[Extrait du document]:
********************

Né en 1888, le Saint Hiéromartyr Nikon (Beliaev) fut hiéromoine à la Skite du Monastère d’Optina. Il en fut un des derniers startsy, ayant eu pour père spirituel Saint Barsanuphe, lui-même fils spirituel du Saint Starets Anatole (Zertsalov) d’Optina. Un récit de sa vie a été traduit en plusieurs parties sur le présent blogue et est accessible ici. Le Monastère a publié le journal tenu par le novice Nicolas pendant les trois premières années de sa vie monastique. (Дневник послушника Николая Беляева (преподобного Оптинского старца Никона). Le texte ci-dessous est la traduction (sur base de l’édition de 2016) des premières pages de cet ouvrage remarquable, inédit en français. Le début de la traduction se trouve ici.

Le 3 juin, à 21 heures, notre évêque, Son Éminence Benjamin de Kalouga, est venu chez nous à Optina. Nous, les moines de la Skite, sommes allés le rencontrer au monastère. Le 4 juin, Vladika a célébré la liturgie. Deux archimandrites, tous deux frères d’Optina, étaient arrivés avec Vladika. Je ne connais pas le nom de l’un d’eux, l’autre était le Père Laurent. On m’a appelé à l’autel, enfilé un sticharion, et on m’a chargé de servir pendant la liturgie et le moleben célébré pour le Père Laurent.

********************

[Entrées]:
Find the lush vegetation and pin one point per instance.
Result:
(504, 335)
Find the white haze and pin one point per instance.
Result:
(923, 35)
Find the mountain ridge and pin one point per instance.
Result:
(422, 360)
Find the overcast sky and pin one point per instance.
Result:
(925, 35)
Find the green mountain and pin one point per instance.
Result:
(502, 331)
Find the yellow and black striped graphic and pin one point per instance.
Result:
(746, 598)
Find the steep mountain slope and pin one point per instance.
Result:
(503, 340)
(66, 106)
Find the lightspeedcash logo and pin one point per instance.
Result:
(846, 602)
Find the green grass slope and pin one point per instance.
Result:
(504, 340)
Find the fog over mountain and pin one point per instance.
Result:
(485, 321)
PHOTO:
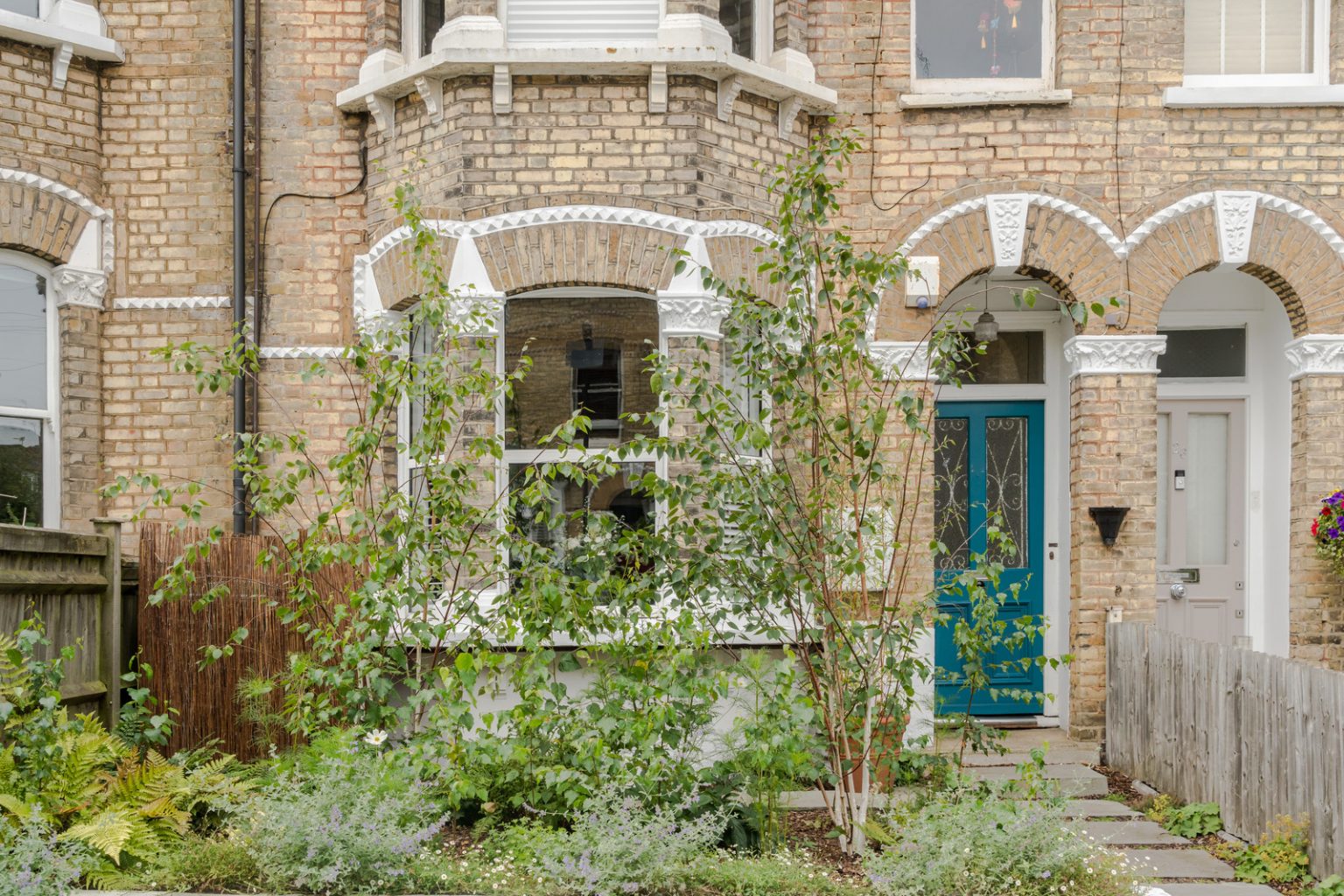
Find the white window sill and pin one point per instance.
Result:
(1233, 97)
(376, 92)
(987, 98)
(72, 29)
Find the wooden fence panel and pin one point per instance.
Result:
(74, 584)
(173, 633)
(1263, 737)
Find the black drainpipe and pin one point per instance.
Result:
(240, 254)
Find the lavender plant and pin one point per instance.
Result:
(34, 863)
(353, 825)
(990, 841)
(619, 845)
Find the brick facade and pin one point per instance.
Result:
(1113, 176)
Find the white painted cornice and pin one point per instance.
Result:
(1088, 355)
(907, 361)
(171, 303)
(1234, 216)
(1311, 355)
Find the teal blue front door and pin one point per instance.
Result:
(990, 459)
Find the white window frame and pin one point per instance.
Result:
(551, 456)
(1320, 73)
(50, 416)
(952, 87)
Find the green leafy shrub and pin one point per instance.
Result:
(1280, 858)
(127, 803)
(1194, 820)
(35, 863)
(985, 843)
(200, 865)
(779, 873)
(351, 825)
(1332, 886)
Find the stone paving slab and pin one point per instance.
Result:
(1074, 780)
(1132, 833)
(1230, 888)
(1179, 863)
(1098, 808)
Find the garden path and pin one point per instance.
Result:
(1176, 865)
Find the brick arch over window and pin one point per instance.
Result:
(579, 253)
(40, 222)
(1032, 234)
(553, 246)
(1288, 248)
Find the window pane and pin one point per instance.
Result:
(23, 339)
(1206, 491)
(1164, 484)
(1248, 37)
(952, 491)
(977, 38)
(1005, 485)
(431, 19)
(738, 20)
(1193, 354)
(20, 471)
(588, 355)
(22, 7)
(1012, 359)
(584, 516)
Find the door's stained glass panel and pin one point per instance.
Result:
(1005, 485)
(952, 491)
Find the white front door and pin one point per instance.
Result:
(1201, 519)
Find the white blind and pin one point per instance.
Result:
(1248, 37)
(584, 22)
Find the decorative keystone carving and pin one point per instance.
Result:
(1236, 214)
(1316, 355)
(907, 361)
(75, 286)
(692, 316)
(1008, 228)
(1115, 354)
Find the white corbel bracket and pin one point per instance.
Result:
(729, 90)
(431, 93)
(503, 90)
(383, 110)
(659, 89)
(60, 57)
(789, 109)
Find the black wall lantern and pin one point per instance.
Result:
(1108, 522)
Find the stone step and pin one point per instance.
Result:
(1073, 780)
(1179, 863)
(1231, 888)
(1132, 833)
(1098, 808)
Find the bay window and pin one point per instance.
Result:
(586, 356)
(750, 24)
(594, 22)
(982, 45)
(1256, 42)
(29, 484)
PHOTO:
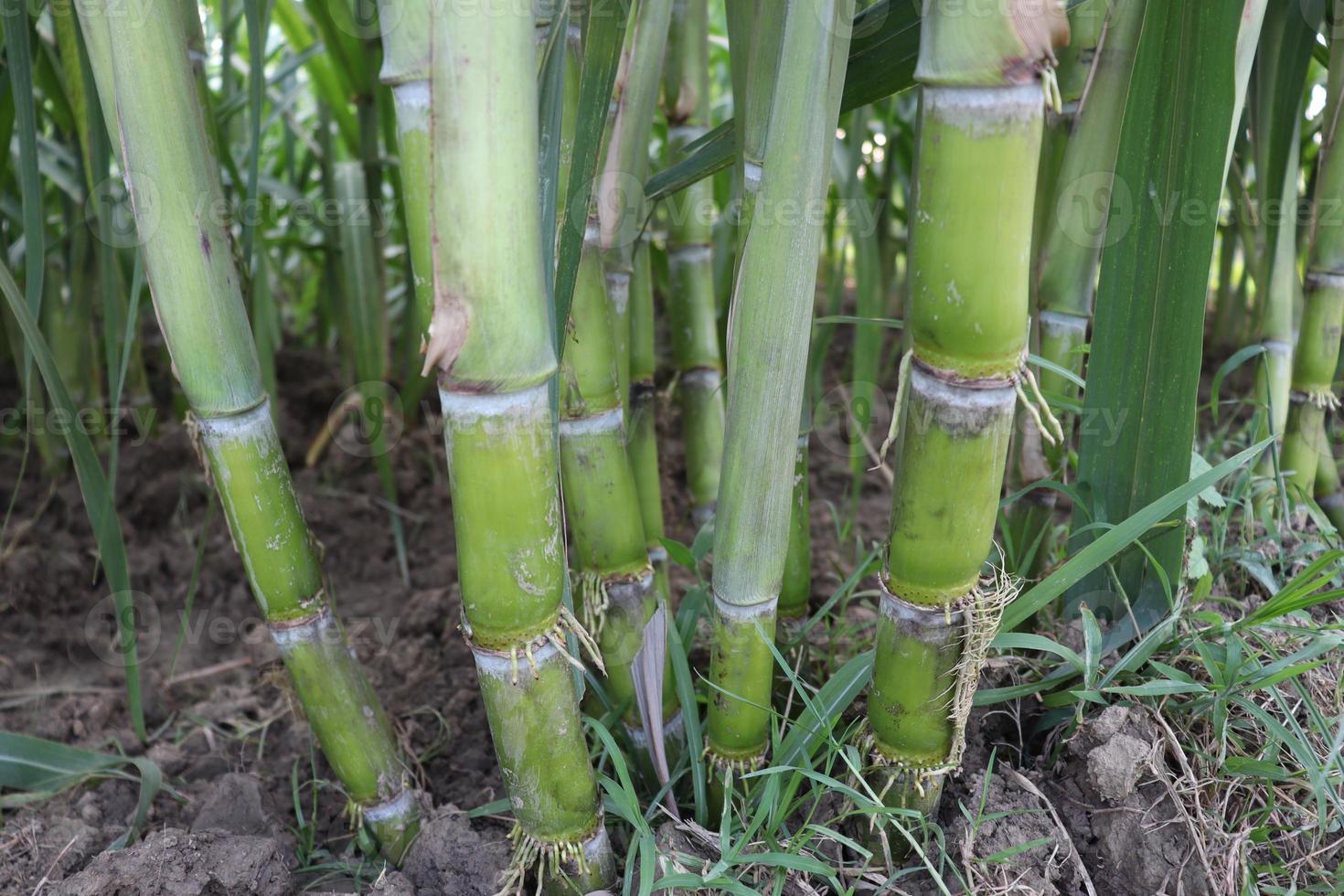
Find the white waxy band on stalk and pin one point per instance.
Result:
(595, 425)
(705, 378)
(971, 397)
(319, 627)
(618, 291)
(398, 806)
(1327, 280)
(595, 847)
(752, 176)
(734, 613)
(413, 94)
(245, 423)
(631, 592)
(689, 255)
(1062, 321)
(464, 409)
(672, 730)
(684, 134)
(984, 109)
(506, 667)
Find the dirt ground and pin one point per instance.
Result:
(234, 750)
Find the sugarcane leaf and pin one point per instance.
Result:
(603, 32)
(258, 22)
(1275, 103)
(97, 497)
(823, 710)
(326, 80)
(1240, 357)
(40, 769)
(1157, 688)
(1120, 536)
(19, 69)
(1147, 344)
(549, 106)
(684, 681)
(1024, 641)
(883, 48)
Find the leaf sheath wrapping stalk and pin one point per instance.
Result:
(769, 332)
(177, 202)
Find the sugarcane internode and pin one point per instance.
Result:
(981, 111)
(614, 579)
(692, 311)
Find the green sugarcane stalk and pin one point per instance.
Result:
(1031, 517)
(795, 590)
(175, 189)
(1075, 174)
(625, 160)
(1317, 352)
(1280, 68)
(489, 338)
(615, 594)
(108, 272)
(1329, 492)
(643, 446)
(617, 590)
(768, 351)
(1275, 375)
(692, 314)
(625, 249)
(981, 111)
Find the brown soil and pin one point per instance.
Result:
(234, 752)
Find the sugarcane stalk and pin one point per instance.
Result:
(797, 567)
(491, 341)
(1275, 375)
(625, 251)
(615, 592)
(1317, 352)
(692, 312)
(172, 176)
(1329, 492)
(1074, 187)
(768, 351)
(643, 437)
(981, 111)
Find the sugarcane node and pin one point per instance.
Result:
(626, 592)
(689, 254)
(572, 858)
(735, 763)
(1324, 280)
(703, 513)
(1006, 377)
(306, 629)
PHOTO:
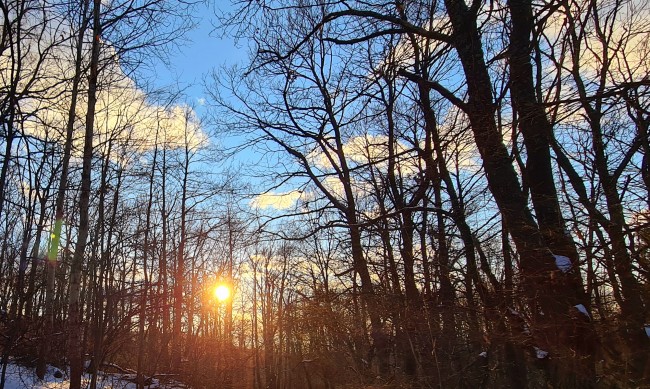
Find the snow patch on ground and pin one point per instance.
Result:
(19, 377)
(563, 263)
(540, 354)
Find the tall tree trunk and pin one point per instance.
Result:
(75, 345)
(51, 263)
(555, 296)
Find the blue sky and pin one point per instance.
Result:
(203, 50)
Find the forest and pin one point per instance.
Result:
(381, 194)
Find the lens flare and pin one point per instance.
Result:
(222, 292)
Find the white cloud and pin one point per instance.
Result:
(277, 200)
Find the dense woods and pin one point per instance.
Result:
(428, 194)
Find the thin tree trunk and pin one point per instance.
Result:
(75, 345)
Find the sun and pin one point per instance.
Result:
(222, 292)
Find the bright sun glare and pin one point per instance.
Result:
(222, 292)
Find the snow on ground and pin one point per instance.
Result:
(19, 377)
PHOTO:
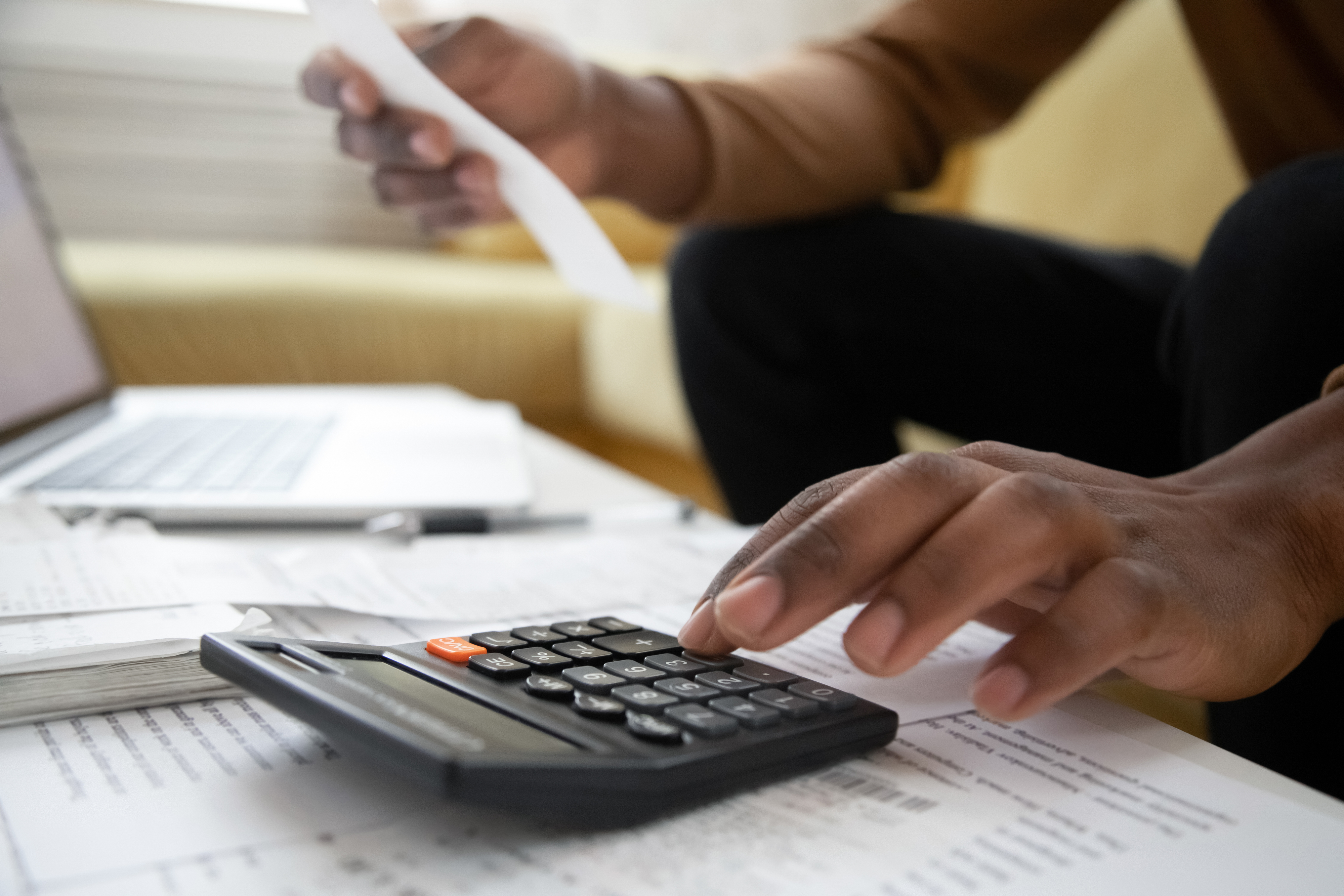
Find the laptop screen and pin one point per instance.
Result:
(48, 358)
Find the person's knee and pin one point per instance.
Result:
(1291, 217)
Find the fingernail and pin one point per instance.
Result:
(471, 179)
(999, 691)
(700, 627)
(874, 635)
(427, 145)
(751, 606)
(353, 100)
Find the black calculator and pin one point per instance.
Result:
(597, 722)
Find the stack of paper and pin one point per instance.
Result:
(56, 664)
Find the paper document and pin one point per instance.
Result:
(572, 240)
(467, 577)
(230, 796)
(79, 640)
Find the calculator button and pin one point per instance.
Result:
(829, 698)
(548, 687)
(716, 662)
(674, 664)
(763, 674)
(541, 657)
(612, 625)
(454, 649)
(644, 698)
(634, 671)
(538, 635)
(687, 690)
(580, 651)
(726, 682)
(702, 722)
(498, 640)
(791, 706)
(592, 679)
(751, 715)
(653, 729)
(577, 629)
(597, 707)
(638, 644)
(497, 666)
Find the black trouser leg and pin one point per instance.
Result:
(802, 344)
(1252, 336)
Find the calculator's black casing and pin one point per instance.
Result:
(612, 778)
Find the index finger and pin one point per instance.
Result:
(846, 550)
(331, 80)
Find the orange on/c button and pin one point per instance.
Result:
(454, 649)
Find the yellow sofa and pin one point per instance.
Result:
(1123, 148)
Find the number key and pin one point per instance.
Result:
(592, 679)
(674, 664)
(687, 690)
(726, 682)
(829, 698)
(634, 671)
(702, 722)
(751, 715)
(644, 699)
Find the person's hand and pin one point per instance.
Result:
(1212, 584)
(600, 132)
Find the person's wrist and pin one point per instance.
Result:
(650, 147)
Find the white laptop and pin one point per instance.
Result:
(237, 455)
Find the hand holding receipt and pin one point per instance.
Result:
(572, 240)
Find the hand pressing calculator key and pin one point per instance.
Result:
(597, 722)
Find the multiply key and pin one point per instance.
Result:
(498, 640)
(612, 625)
(538, 635)
(580, 651)
(638, 644)
(577, 629)
(549, 687)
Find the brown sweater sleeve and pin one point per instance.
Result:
(845, 124)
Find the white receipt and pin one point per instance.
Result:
(233, 797)
(572, 240)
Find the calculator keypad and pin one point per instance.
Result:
(580, 651)
(615, 671)
(549, 687)
(634, 671)
(498, 640)
(541, 657)
(497, 666)
(592, 679)
(595, 706)
(674, 664)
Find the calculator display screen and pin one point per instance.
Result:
(437, 711)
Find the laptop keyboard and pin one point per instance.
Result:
(189, 455)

********************

[Liste des exercices]:
1 - Recopier sans modification le passage de l'extrait du document allant de « Le 3 juin, à » jusqu'à « pour le Père Laurent. ».
2 - Convertir en liste JSON de chaînes, à raison d'une chaîne par ligne et sans les lignes vides, la portion du listing allant de son début jusqu'à la ligne contenant « (1263, 737) », bornes incluses. Exclure les images de la sortie.

[Réponses complètes]:
1 -
Le 3 juin, à 21 heures, notre évêque, Son Éminence Benjamin de Kalouga, est venu chez nous à Optina. Nous, les moines de la Skite, sommes allés le rencontrer au monastère. Le 4 juin, Vladika a célébré la liturgie. Deux archimandrites, tous deux frères d’Optina, étaient arrivés avec Vladika. Je ne connais pas le nom de l’un d’eux, l’autre était le Père Laurent. On m’a appelé à l’autel, enfilé un sticharion, et on m’a chargé de servir pendant la liturgie et le moleben célébré pour le Père Laurent.

2 -
[
  "Find the lush vegetation and pin one point per instance.",
  "Result:",
  "(504, 335)",
  "Find the white haze and pin one point per instance.",
  "Result:",
  "(923, 35)",
  "Find the mountain ridge and pin one point per instance.",
  "Result:",
  "(422, 360)",
  "Find the overcast sky and pin one point per instance.",
  "Result:",
  "(925, 35)",
  "Find the green mountain and pin one point per instance.",
  "Result:",
  "(502, 331)",
  "Find the yellow and black striped graphic and pin one point per instance.",
  "Result:",
  "(746, 598)",
  "Find the steep mountain slope and pin one point per instance.",
  "Result:",
  "(503, 340)",
  "(66, 106)",
  "Find the lightspeedcash logo and pin one point per instance.",
  "Result:",
  "(846, 602)",
  "Find the green grass slope and pin one point per instance.",
  "Result:",
  "(504, 340)",
  "Find the fog over mountain and pin one point per instance.",
  "Result:",
  "(485, 321)",
  "PHOTO:",
  "Find the white window sill and pin one point per instance.",
  "Result:",
  "(1233, 97)",
  "(376, 92)",
  "(987, 98)",
  "(72, 29)",
  "Find the wooden fence panel and pin one point per instance.",
  "Result:",
  "(74, 584)",
  "(173, 633)",
  "(1263, 737)"
]